--- start SUPPLIED TEXT ---
He shook his head. I tried a few more. Nada.

“I give up.”

“Clouds!” my brother said, rolling his large eyes as he pointed upwards. I hit my head with my palm, peeved that my normally keen observation skills were a let-down this time. I had looked all around but forgotten to look up. He offered a sympathetic smile and a flash of white teeth.

Children are generally more observant of their surroundings than adults. With wide-eyed wonder and curiosity, they observe all the world has to offer with fascination. Birds, butterflies, flowers, bits of paper tossed about by the wind; all are scrutinized with keen interest, and if there’s an adult around, a barrage of questions will follow. Familiar?

Then we grow up.

We lose our sense of wonder. We’ve seen it all. No new discoveries to make. We get lost in our thoughts or flit through days on autopilot.

It’s said that there’s nothing new under the sun. True. Still, our knowledge is limited. And the opportunities for exploration every day are vast, reason to live wide-eyed. This can only happen if we learn to be observant; if we can re-learn the art of contemplating the world with the natural fascination of little children.

How well-developed are your observation skills? If not up to scratch, chances are that you’re missing important details. And, therefore, making less-informed decisions. Poor observation skills will also rob you of the potential to be inspired or intrigued, consigning you to an average experience of life. You may lose out on opportunities to engage meaningfully with people, places, and situations around you.

Splitting hairs? Not really. There’s a distinction between ‘observing’ and ‘seeing.’ The latter is passive. Take, for instance, your regular commutes. You probably see everything around you, but how often do you uncover new things, or note down information you could use later?
--- end SUPPLIED TEXT ---
--- start COLLECTED DATA ---
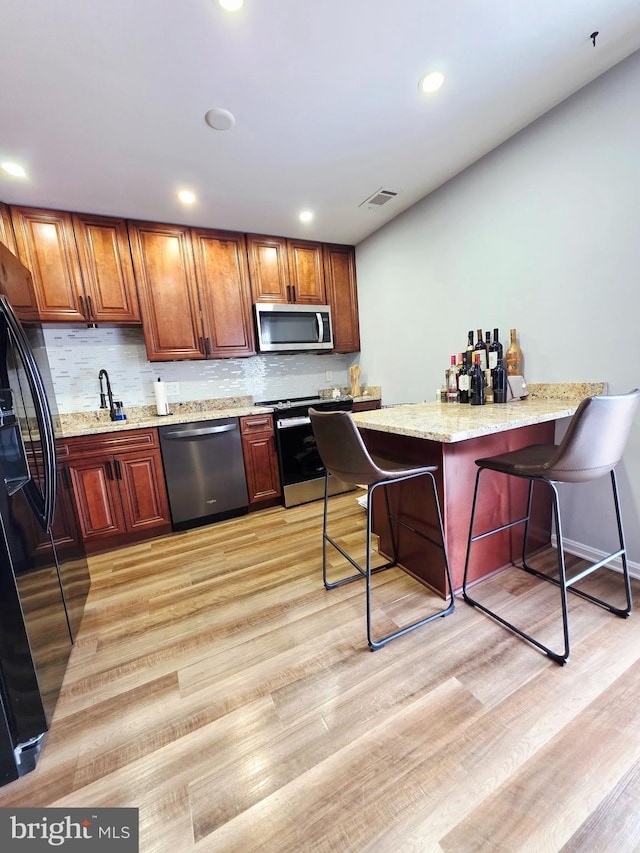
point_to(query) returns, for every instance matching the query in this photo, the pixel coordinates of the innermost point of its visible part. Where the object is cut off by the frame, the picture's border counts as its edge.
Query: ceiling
--- end COLLECTED DATA ---
* [REQUIRED TASKS]
**1.** In the essay on observation skills, which of the two, "observing" or "seeing," is described as passive?
**2.** Name every thing the essay on observation skills says children scrutinize with keen interest.
**3.** Resume the essay on observation skills after its last sentence.

* [ANSWERS TO THE EXERCISES]
**1.** Seeing.

**2.** Birds, butterflies, flowers, and bits of paper tossed about by the wind.

**3.**
On the other hand, when you observe, you pay attention—intently and actively. You discern details that bring better understanding and help you connect the dots, enabling you to reach well-informed conclusions and to solve problems more effectively. These abilities can strengthen your interpersonal and workplace skills, improving the way you interact with people and the environments around you.

I have good news for you. It’s possible to develop your powers of observation. Yes, you can train your brain to observe more. Here are some tips––

·      Slow down and be present. Practice being fully in the moment, engage with what’s happening around you.

·      Be curious. Approach situations with an inquisitive mindset. Ask questions, seek to understand, and explore your surroundings actively.

·      Use all your senses. Listen carefully, feel textures, smell, and even taste when appropriate. There’s research behind this. Using all your senses promotes well-being and improves understanding and retention. It even activates more parts of your brain, giving you a greater sense of vitality. Looking things up on the internet does not have the same effect.

·      Keep a journal. Note down some of your new observations and any ideas they bring to mind.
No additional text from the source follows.